REQUIRED WORK: Read through the entries below and copy each line where "window" turns up.

SOURCE MATERIAL:

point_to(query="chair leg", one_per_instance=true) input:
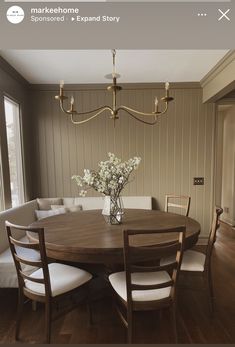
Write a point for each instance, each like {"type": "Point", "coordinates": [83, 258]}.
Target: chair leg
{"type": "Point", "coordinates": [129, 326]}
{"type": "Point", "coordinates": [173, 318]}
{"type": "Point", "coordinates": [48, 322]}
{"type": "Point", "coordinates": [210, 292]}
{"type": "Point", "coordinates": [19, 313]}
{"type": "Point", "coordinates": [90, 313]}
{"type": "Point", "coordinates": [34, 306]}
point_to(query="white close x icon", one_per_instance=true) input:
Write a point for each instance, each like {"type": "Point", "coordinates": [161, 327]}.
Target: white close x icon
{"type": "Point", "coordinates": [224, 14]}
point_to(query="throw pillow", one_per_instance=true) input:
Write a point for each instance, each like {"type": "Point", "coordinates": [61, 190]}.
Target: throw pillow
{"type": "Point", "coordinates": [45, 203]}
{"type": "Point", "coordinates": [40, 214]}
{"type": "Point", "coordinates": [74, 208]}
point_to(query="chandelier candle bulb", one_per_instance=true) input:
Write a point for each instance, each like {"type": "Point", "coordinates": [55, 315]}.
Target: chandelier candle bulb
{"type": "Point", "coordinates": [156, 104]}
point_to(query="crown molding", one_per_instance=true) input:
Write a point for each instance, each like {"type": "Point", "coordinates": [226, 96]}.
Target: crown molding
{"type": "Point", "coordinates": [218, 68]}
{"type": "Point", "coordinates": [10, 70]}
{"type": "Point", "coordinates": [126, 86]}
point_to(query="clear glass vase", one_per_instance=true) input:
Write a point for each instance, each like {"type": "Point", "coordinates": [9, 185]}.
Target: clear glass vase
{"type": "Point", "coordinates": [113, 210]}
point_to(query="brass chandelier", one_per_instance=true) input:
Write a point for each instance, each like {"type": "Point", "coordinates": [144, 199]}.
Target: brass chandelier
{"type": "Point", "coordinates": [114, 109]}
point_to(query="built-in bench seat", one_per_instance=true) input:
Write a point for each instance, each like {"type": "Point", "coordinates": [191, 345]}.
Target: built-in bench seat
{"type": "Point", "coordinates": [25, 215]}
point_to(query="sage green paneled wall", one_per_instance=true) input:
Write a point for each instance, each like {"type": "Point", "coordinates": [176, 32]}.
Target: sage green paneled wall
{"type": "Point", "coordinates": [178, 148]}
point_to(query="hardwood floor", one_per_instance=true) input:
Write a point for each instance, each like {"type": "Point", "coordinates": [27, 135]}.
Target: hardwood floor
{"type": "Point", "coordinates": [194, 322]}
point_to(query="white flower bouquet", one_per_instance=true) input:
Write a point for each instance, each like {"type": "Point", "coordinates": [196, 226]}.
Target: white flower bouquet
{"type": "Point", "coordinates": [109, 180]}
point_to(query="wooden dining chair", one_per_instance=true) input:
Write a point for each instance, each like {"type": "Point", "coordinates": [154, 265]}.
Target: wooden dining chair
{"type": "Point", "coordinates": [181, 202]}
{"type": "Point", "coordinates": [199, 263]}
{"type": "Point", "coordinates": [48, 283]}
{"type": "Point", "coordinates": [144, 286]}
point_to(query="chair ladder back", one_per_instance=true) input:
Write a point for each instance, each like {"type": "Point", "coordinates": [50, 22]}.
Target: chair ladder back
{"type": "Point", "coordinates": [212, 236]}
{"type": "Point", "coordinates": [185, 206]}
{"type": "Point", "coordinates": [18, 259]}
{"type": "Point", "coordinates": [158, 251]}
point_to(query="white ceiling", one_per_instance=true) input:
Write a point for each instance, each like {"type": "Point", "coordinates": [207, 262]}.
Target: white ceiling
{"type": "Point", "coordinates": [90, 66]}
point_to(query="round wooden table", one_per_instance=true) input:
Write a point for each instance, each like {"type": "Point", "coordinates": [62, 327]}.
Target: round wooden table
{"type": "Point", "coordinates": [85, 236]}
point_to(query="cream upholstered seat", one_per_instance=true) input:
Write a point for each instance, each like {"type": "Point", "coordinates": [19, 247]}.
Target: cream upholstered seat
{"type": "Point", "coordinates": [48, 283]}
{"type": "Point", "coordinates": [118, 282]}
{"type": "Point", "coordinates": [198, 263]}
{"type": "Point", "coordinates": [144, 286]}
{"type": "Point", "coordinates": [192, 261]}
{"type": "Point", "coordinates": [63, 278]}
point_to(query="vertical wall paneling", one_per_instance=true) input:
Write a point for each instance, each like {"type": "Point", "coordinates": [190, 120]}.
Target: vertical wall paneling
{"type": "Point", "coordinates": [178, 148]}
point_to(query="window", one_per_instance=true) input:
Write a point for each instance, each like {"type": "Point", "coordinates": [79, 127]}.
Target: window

* * *

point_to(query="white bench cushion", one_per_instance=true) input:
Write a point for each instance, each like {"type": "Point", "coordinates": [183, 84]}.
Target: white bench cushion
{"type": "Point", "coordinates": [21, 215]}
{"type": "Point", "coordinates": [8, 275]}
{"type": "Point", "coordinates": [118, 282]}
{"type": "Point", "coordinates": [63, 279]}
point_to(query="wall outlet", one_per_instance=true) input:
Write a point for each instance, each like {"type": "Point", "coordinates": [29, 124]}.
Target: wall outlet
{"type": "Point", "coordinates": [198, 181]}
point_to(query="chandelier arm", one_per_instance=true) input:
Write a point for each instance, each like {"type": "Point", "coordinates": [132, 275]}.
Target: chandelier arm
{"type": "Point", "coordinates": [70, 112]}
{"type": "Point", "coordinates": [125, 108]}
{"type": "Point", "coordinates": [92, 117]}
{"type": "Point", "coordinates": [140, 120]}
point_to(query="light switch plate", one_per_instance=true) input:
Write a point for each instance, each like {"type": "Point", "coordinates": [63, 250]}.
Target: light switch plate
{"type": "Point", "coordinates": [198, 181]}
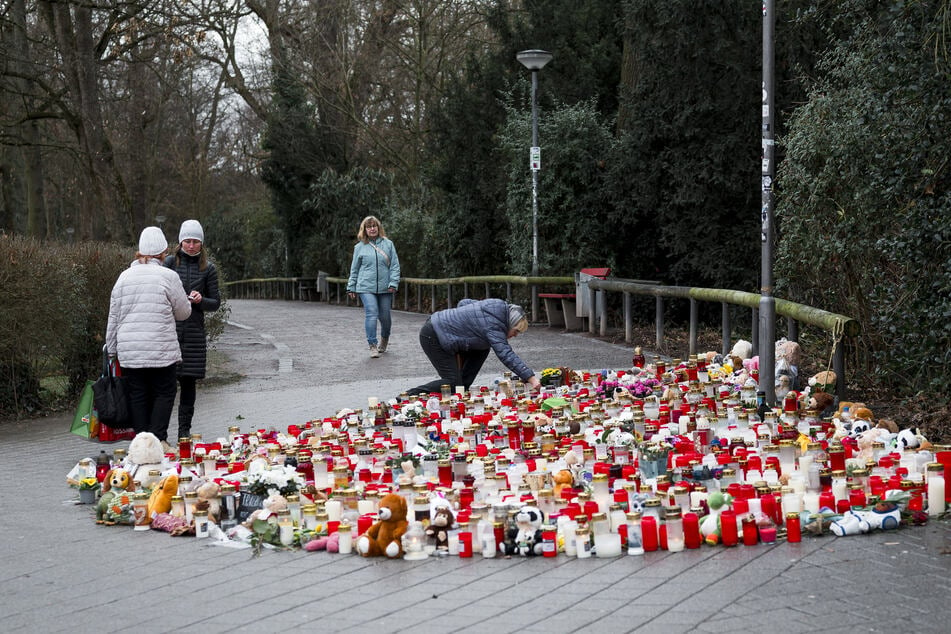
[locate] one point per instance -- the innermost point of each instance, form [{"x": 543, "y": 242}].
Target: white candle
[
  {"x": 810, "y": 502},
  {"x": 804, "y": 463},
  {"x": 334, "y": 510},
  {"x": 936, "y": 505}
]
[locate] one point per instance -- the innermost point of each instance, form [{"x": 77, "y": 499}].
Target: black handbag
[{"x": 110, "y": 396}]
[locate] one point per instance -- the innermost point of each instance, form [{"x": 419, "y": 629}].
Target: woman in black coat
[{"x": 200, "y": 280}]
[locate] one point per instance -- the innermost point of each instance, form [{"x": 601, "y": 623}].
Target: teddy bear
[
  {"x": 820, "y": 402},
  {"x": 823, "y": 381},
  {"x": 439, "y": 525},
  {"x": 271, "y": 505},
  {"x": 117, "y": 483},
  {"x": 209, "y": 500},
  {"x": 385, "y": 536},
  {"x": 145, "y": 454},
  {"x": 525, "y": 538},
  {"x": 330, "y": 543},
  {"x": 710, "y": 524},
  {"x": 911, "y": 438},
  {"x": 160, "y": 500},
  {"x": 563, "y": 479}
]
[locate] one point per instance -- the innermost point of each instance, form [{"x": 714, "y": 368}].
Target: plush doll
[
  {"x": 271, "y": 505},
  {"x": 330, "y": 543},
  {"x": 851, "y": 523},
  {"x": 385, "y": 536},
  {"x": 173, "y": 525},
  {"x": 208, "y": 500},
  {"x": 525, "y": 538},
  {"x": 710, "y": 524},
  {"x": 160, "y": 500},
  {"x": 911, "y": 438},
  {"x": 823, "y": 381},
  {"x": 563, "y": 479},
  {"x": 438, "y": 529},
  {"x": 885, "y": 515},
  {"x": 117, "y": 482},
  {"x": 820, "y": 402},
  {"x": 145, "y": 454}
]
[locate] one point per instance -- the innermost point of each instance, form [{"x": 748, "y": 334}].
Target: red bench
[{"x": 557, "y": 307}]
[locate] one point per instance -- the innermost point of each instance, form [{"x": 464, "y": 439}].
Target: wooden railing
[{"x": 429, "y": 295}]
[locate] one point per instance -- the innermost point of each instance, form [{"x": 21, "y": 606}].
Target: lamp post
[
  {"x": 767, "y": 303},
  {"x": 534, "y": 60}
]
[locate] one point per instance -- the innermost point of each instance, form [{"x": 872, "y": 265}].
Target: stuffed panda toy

==

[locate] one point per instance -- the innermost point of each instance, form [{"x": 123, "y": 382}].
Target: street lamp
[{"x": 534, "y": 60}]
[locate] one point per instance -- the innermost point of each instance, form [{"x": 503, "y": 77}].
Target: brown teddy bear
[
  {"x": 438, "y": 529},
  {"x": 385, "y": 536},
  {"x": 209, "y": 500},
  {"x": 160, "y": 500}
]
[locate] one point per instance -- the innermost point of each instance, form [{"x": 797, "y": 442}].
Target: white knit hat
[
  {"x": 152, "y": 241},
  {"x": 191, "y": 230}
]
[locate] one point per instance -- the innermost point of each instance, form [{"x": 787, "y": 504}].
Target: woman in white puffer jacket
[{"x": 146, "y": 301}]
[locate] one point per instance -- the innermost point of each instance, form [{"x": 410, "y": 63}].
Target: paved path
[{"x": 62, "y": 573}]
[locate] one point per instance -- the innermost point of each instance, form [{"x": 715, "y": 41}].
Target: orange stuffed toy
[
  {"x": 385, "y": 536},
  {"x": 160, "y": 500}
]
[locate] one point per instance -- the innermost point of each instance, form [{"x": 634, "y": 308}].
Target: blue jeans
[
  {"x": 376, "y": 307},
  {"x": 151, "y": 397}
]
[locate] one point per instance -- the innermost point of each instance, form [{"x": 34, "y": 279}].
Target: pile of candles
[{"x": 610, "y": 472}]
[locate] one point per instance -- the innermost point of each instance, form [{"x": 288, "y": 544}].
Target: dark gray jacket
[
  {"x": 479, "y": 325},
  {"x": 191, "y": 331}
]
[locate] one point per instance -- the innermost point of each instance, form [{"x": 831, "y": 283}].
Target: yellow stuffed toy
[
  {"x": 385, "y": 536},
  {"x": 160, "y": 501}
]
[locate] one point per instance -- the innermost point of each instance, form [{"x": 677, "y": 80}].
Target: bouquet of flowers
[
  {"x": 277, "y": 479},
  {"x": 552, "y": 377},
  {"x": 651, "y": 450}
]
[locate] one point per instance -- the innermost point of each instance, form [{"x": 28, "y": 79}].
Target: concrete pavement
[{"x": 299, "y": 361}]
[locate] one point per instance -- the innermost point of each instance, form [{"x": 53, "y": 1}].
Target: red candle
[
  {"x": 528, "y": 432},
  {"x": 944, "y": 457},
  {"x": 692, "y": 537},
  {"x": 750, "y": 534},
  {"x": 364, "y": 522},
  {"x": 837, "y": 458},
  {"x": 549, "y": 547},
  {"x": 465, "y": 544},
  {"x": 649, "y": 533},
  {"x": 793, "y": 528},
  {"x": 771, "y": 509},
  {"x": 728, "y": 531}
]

RESPONSE:
point_to(query="window", one_per_instance=true) input:
Target: window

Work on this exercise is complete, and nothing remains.